GIVEN DATA:
_ _ _

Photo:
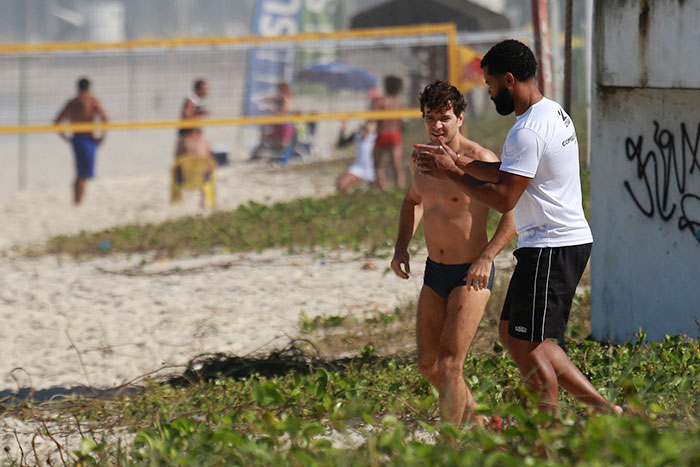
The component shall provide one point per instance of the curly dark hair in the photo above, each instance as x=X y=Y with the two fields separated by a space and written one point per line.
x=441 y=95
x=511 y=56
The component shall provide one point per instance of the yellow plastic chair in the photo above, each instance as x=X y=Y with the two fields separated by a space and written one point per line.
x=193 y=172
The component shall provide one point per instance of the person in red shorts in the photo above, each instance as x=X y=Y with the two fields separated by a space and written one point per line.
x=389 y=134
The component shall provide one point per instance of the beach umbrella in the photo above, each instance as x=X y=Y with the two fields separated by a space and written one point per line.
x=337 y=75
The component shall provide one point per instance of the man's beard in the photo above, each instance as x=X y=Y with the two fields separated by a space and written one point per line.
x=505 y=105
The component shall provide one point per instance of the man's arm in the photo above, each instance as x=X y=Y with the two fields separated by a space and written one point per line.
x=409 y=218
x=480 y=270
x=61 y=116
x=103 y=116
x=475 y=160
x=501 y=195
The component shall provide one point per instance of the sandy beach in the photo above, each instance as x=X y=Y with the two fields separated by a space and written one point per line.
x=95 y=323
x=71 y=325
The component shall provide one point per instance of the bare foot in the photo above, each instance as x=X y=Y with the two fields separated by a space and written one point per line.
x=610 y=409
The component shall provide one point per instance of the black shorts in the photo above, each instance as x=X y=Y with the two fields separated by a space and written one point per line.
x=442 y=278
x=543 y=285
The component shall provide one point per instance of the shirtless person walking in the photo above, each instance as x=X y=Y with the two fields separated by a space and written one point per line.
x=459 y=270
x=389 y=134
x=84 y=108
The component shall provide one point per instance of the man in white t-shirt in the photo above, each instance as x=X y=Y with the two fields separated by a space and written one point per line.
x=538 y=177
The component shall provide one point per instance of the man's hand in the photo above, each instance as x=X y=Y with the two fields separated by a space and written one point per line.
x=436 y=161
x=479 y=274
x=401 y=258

_ _ _

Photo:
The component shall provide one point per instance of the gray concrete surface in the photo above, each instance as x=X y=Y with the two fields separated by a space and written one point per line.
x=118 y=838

_ _ _

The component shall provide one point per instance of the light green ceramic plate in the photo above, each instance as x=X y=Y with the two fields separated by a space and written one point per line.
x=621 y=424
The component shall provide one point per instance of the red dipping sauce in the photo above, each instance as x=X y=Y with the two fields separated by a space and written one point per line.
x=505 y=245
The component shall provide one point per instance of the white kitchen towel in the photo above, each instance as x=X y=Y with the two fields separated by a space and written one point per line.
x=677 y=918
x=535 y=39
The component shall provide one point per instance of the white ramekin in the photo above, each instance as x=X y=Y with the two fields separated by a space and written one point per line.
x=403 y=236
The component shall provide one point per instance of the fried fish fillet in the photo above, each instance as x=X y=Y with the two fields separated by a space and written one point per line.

_ _ _

WRITTEN TASK: Rescale the records above, starting with the line that contains "The component shall provide one point per instance of the light" and going on through the line that contains "The component shall provide one point per instance of the fried". Write out each of those lines and no others, requests included, multiplying every x and y coordinate in the answers by 2.55 and rounding to the nearest whole number, with halves rounded up.

OUTPUT:
The component shall provide one point per instance of the light green ceramic plate in the photo above, each instance as x=X y=Y with the two fields separated by a space and written one point per line.
x=1584 y=1081
The component shall provide one point per instance of the red dipping sauce in the photo above, each instance as x=X y=Y with the two fields separated by a space and written one point per line.
x=1288 y=625
The component shall provide one point per instance of the white kitchen towel in the photo above, each instance as x=X y=Y with the two fields separated by a space and written one point per line.
x=1726 y=2341
x=1364 y=99
The component shall provide one point per instance of the white ramekin in the photo above, each instance as x=X y=Y with the two fields separated by a space and written one point per line.
x=1028 y=602
The component shall provide one point per instance of the fried fish fillet in the photo above, each instance as x=X y=Y with the two fields separated by a space and written one point per line.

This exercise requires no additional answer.